PAGE EXCERPT:

## BEGIN

It must be emphasised that no judge is bound
by practice directives;
this manual is not intended to limit judicial discretion. It should
be noted though that the judges of
the Labour Court strive for
uniformity in the functioning of the courts and their
practice-related rulings. The practice manual
thus sets out what can
be anticipated, in the normal course of events, on any issue covered
by it.’
[10]
These
extracts suggest that the provisions of the Practice Manual, although
binding on litigants and designed to create uniformity,
may be
departed from by the Court where appropriate. This flexibility
accords with section 173 of the Constitution which provides
that the
superior courts each have the inherent power to protect and regulate
their own process, taking into account the interests
of justice.
[3]
[11]
Although
the court is not bound to slavishly follow the Practice Manual,
parties who litigate in it are bound by the Practice Manual.
The
flexibility in the application of the Practice Manual extends to
judges applying its provisions; not to litigants. With reference
to
litigants, the Practice Manual does not operate as a guideline or a
compilation of suggestions. The Labour Appeal Court (LAC)
expressed
the position as follows in
Samuels
v Old Mutual Bank
:
[4]

The
practice manual is not intended to change or amend the existing Rules
of the Labour Court but to enforce and give effect to
the Rules, the
Labour Relations Act as well as various decisions of the courts on
the matters addressed in the practice manual
and the Rules. Its
provisions therefore, are binding. The Labour Court’s
discretion in interpreting and applying the provisions
of the
practice manual remains intact, depending on the facts and
circumstances of a particular matter before the court.’
[12]
The Practice Manual contains several provisions which impose
consequences on litigants
for steps which are not taken timeously.

## END

INFORMATION GIVEN:
## BEGIN

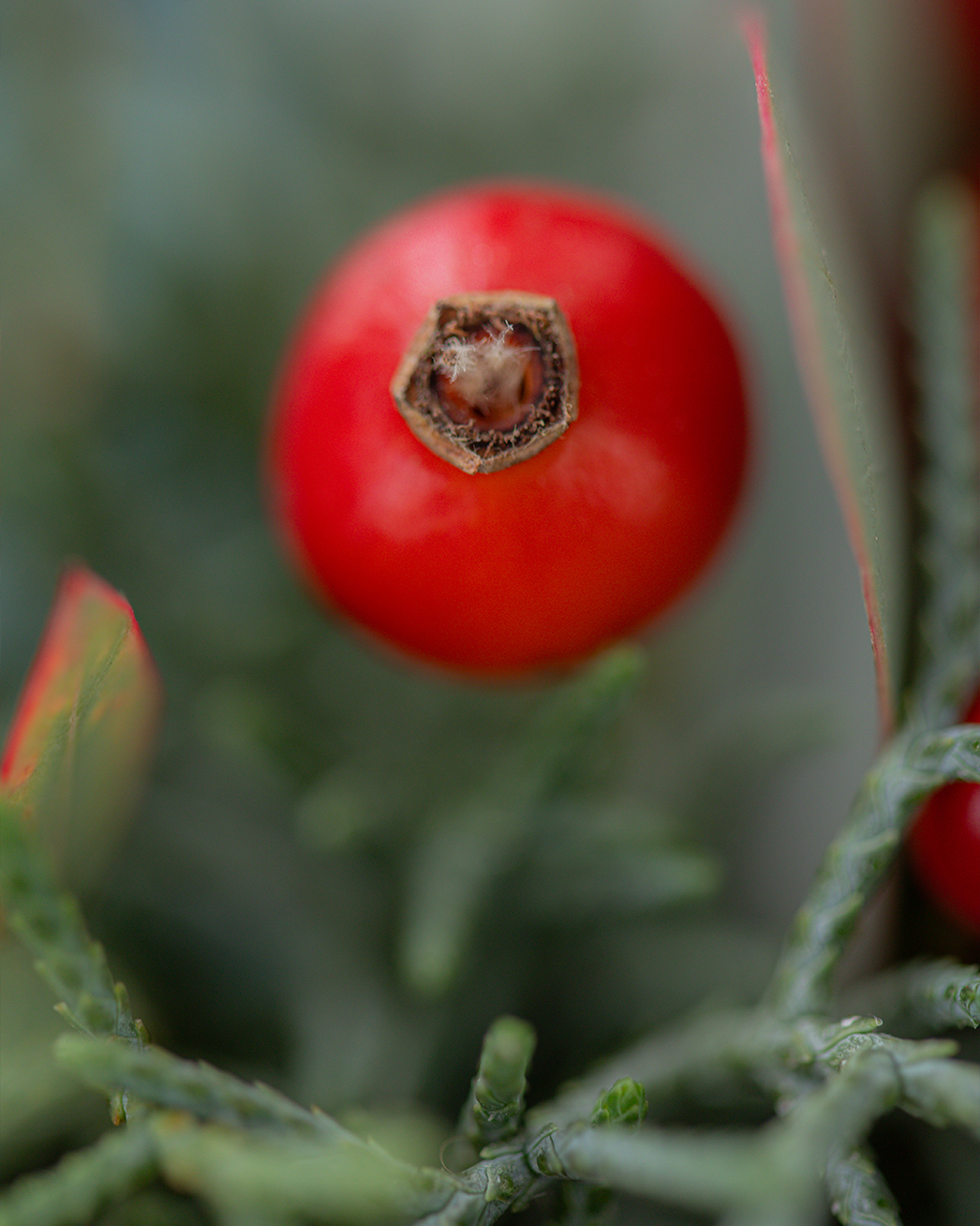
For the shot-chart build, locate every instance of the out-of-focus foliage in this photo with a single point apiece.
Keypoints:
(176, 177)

## END
## BEGIN

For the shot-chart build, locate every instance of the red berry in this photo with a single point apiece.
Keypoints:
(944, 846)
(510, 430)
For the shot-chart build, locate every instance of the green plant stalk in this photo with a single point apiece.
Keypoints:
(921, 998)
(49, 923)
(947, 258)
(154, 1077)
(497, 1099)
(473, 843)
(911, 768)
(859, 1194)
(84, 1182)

## END

AIM 1:
Using only the judgment excerpt on the Labour Court Practice Manual, state whether each statement below agrees with it. Answer yes or no, and quote the words of the judgment excerpt that decide each one.
(a) Judges are bound by practice directives.
(b) The Practice Manual is intended to amend the existing Rules of the Labour Court.
(c) Parties who litigate in the Labour Court are bound by the Practice Manual.
AIM 2:
Answer these questions from the judgment excerpt on the Labour Court Practice Manual.
(a) Which section of the Constitution does the judgment excerpt cite?
(b) In which case did the Labour Appeal Court express its position on the Practice Manual?
(c) What do the judges of the Labour Court strive for?
AIM 3: Carry on the judgment excerpt on the Labour Court Practice Manual, starting after its last sentence.

WRITTEN REPLY 1:
(a) No: "It must be emphasised that no judge is bound by practice directives"
(b) No: "The practice manual is not intended to change or amend the existing Rules of the Labour Court"
(c) Yes: "parties who litigate in it are bound by the Practice Manual."

WRITTEN REPLY 2:
(a) Section 173.
(b) Samuels v Old Mutual Bank.
(c) Uniformity in the functioning of the courts and their practice-related rulings.

WRITTEN REPLY 3:
[13]
Paragraph 10.4.4 provides, in relation to pre-trial conferences, that
a judge may issue
an order in respect of filing of a pre-trial
minute, and a failure to comply with such an order may result in the
file being archived,
to be retrieved only on application.
[14]
Paragraph 11.2.3, which pertains to review records, provides that if
the applicant fails
to file a record within the prescribed period,
the applicant will be deemed to have withdrawn the application
(unless consent to
an extension has been sought from the respondent,
or if consent is refused, an application has been made to the Judge
President
in chambers for an extension of time).
[15]
Paragraph
11.2.7 provides, in relation to review applications, that where all
of the papers are not filed and the registrar is not
informed in
writing
that the application is ready for allocation for hearing
within 12 months of launching the application, the application will
be archived and be regarded as lapsed unless good cause is
shown why
the application should not to be archived or be removed from the
archive.
[5]
[16]
Paragraph 16 – which is directly relevant to this case given
that the main matter
involves a Rule 6 referral - is headed
“Archiving of Files”. It provides:

16.1
In spite of any other provision in this manual, the Registrar will
archive a file in the following circumstances:
-
in the case of an application in terms of Rule
7 or Rule 7A, when a
period of six months has elapsed without any steps taken by the
applicant from the date of filing the application,
or the date of the
last process filed;
-
in the case of referrals in terms of Rule 6,
when a period of six
months has elapsed from the date of delivery of a statement of case
without any steps taken by the referring
party from the date on which
the statement of claim was filed, or the date on which the last
process was
filed;
and
-
when a party fails to comply with a direction
issued by a judge
within
the
stipulated time limit.
16.2    A
party to a dispute in which the file has been archived may submit an
application, on affidavit, for the
retrieval of the file, on notice
to all other parties to the
dispute.
The provisions of Rule 7 will apply to an application brought in
terms of this
provision.
16.3
Where a file has been placed in archives, it shall have the same
consequences as to further conduct by any
respondent party as to the
matter having
been
dismissed.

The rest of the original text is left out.